**EXCERPT:**
API to work on records

Query dataset records

Perform a query on dataset records.

Authorizations:

apikey

path Parameters

dataset_id

required

string

The identifier of the dataset to be queried.

You can find it in the "Information" tab of the dataset page or in the dataset URL, right after /datasets/.

query Parameters

select	string Examples: `select=size` - Example of select, which only return the "size" field. `select=size * 2 as bigger_size` - Example of a complex expression with a label, which returns a new field named "bigger_size" and containing the double of size field value. `select=dataset_id, fields` - Example of a select in catalog ODSQL query to only retrieve dataset_id and schema of datasets. A select expression can be used to add, remove or change the fields to return. An expression can be: a wildcard ('*'): all fields are returned. A field name: only the specified field is returned. An include/exclude function: All fields matching the include or exclude expression are included or excluded. This expression can contain wildcard. A complex expression. The result of the expression is returned. A label can be set for this expression, and in that case, the field will be named after this label.

**DATASET ROWS:**
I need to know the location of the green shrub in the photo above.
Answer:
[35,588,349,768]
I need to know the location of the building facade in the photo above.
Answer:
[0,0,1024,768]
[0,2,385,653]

**WHAT THIS EXERCISE ASKS:**
A: Rewrite the API documentation excerpt with "tab" changed to "section". Begin at the words "path Parameters" and stop after "right after /datasets/.".
B: Extend the API documentation on querying dataset records, starting after its last sentence.

**ANSWERS TO EACH TASK:**
A:
path Parameters

dataset_id

required

string

The identifier of the dataset to be queried.

You can find it in the "Information" section of the dataset page or in the dataset URL, right after /datasets/.

B:
where	string A `where` filter is a text expression performing a simple full-text search that can also include logical operations (NOT, AND, OR...) and lots of other functions to perform complex and precise search operations. For more information, see Opendatasoft Query Language (ODSQL) reference documentation.
group_by	string Example: `group_by=city_field as city` A group by expression defines a grouping function for an aggregation. It can be: a field name: group result by each value of this field a range function: group result by range a date function: group result by date It is possible to specify a custom name with the 'as name' notation.
order_by	string Example: `order_by=sum(age) desc, name asc` A comma-separated list of field names or aggregations to sort on, followed by an order (`asc` or `desc`). Results are sorted in ascending order by default. To sort results in descending order, use the `desc` keyword.
limit	integer [ -1 .. 100 ] Default: 10 Number of items to return. To use with the `offset` parameter to implement pagination. The maximum possible value depends on whether the query contains a `group_by` clause or not. For a query without a `group_by`: the maximum value for `limit` is 100, `offset+limit` should be less than 10000 For a query with a `group_by`: the maximum value for `limit` is 20000, `offset+limit` should be less than 20000 Note: If you need more results, please use the /exports endpoint.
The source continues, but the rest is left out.